Text for analysis
The Eagles have roughly $24 million in salary-cap space, per OverTheCap, and that ranks eighth-best in the NFL. Theoretically, they could have brought in a big name like Jadeveon Clowney on an expensive one-year deal.

Why didn’t they do it? Well, that would leave them in shambles for the future. The Eagles are projected to have the second-worst salary-cap situation in 2021 (ahead of New Orleans) with an estimated $257 million committed to outstanding contracts. They are basically $63.8 million in debt, per Spotrac.

Carson Wentz’s $128 million mega-deal — a very team-friendly one in the long run — hits the books in all its glory next year, plus the team needs to sign Zach Ertz to a lucrative extension. And those negotiations are reportedly not going well.

For all those reasons, the Eagles are more likely to be sellers than buyers moving forward. They just don’t have the financial power to sign big-time free agents. Roseman needs to hope and pray his 2020 draft class hits on all cylinders, a sobering reality for a team in win-now mode.

“I don’t think we’re in the position to take on a lot of money anymore,” Roseman told reporters. “I think we need that cap space to roll over to make sure that we are in position to keep the balance of the team together in 2021. It’s just the reality of the situation and the world we’re living in.”

Of course, the COVID-19 pandemic did no one any favors in terms of evaluating talent and extending the NFL’s collective bargaining agreement. No excuses, though. Roseman had a plan for dealing with all of it, although it’s not in his nature to sit back with his “hands tied.” That’s been the hardest part.

“That’s hard when there’s opportunities for me to sit with my hands tied and for us to sit with our hands tied, but that’s just the reality of the situation that we’re in unfortunately right now,” Roseman said. “And, hopefully, it’s short term and we’ve got a bunch of young players on this team who will step up, as well as a lot of veteran players who we are going to count on.”

[Records taken from a dataset]
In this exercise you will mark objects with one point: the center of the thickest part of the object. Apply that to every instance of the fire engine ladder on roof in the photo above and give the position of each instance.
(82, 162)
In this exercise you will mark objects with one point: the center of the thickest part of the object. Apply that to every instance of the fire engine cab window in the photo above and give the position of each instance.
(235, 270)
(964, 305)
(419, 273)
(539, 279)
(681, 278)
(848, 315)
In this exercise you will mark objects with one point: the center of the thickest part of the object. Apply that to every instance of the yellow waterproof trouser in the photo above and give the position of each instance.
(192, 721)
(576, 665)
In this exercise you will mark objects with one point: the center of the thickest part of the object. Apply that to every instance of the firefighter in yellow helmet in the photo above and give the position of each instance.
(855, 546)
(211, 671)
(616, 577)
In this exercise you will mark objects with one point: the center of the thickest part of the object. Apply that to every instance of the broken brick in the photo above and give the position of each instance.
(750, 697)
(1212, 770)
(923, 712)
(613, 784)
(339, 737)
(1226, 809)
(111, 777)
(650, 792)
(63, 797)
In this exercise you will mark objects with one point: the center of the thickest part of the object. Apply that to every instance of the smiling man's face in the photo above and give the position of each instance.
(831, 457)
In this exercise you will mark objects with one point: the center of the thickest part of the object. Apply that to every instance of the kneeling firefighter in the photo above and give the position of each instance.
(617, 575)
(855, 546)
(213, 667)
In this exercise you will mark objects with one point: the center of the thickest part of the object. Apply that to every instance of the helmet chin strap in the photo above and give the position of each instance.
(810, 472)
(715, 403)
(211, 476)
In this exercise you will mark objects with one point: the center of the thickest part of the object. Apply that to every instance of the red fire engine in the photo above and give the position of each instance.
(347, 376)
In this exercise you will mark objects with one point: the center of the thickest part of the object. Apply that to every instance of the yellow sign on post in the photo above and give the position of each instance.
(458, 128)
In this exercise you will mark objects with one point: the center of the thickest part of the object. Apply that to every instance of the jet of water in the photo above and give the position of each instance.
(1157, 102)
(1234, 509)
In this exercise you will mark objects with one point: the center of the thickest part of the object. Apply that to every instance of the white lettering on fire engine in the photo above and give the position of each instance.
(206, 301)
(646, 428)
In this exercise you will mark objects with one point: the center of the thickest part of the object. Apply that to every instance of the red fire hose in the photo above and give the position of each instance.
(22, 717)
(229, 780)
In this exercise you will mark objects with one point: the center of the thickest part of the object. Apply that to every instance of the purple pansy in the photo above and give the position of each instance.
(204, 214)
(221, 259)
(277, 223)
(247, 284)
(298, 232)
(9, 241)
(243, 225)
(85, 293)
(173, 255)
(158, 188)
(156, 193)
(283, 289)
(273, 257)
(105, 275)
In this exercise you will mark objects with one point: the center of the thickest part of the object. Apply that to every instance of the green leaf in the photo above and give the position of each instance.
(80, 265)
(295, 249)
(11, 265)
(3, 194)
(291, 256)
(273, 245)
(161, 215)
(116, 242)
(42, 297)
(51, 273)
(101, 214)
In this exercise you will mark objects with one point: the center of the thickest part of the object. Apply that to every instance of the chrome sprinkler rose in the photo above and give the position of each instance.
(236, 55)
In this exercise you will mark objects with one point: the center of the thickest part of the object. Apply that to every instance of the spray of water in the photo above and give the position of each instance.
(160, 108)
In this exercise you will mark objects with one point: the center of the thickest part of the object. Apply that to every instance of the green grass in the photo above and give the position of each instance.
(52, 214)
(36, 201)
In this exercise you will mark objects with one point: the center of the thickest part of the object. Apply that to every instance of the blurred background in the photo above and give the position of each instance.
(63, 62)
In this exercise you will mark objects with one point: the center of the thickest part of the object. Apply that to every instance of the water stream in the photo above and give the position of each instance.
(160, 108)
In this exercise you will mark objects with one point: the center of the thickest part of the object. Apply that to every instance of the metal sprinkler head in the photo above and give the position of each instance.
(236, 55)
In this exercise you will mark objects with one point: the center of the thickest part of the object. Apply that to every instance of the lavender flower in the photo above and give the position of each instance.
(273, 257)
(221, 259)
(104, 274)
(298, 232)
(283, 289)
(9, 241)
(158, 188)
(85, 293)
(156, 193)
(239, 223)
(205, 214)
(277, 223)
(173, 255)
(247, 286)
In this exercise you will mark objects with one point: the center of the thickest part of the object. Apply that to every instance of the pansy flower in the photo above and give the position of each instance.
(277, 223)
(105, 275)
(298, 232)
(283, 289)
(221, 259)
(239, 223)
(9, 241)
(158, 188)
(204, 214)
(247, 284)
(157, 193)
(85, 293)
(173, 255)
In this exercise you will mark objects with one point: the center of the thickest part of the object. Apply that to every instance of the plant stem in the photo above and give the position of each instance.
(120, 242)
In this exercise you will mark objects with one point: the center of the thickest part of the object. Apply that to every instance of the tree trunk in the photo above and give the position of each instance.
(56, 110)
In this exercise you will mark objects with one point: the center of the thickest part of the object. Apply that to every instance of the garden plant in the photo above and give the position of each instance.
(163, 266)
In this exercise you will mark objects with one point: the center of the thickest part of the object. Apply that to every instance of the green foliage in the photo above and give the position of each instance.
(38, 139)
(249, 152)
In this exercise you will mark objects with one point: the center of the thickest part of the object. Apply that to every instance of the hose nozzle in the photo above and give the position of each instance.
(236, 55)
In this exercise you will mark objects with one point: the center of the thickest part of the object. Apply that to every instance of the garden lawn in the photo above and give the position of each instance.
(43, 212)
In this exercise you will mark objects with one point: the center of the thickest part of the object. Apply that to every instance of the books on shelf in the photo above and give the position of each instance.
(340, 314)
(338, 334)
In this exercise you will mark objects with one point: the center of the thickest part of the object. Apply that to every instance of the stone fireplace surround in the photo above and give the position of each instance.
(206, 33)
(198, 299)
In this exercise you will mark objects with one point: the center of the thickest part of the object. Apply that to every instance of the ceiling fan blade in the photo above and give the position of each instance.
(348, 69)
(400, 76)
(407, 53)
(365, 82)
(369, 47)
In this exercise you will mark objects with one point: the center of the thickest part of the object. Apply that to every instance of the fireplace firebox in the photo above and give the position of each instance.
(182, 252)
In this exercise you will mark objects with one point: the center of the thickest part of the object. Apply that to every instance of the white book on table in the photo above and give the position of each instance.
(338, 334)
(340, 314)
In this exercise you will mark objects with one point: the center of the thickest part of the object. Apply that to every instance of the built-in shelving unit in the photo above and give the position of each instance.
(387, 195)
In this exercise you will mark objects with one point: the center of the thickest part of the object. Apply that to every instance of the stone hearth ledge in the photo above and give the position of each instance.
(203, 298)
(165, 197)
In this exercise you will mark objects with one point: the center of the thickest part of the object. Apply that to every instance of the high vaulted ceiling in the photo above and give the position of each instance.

Brief 1
List every dollar amount given in the article about the Eagles' salary cap.
Brief 2
Switch "lucrative" to "costly" in the article about the Eagles' salary cap, and write out the text between "Carson Wentz’s $128" and "not going well.", inclusive.

Exercise solution 1
- $24 million
- $257 million
- $63.8 million
- $128 million

Exercise solution 2
Carson Wentz’s $128 million mega-deal — a very team-friendly one in the long run — hits the books in all its glory next year, plus the team needs to sign Zach Ertz to a costly extension. And those negotiations are reportedly not going well.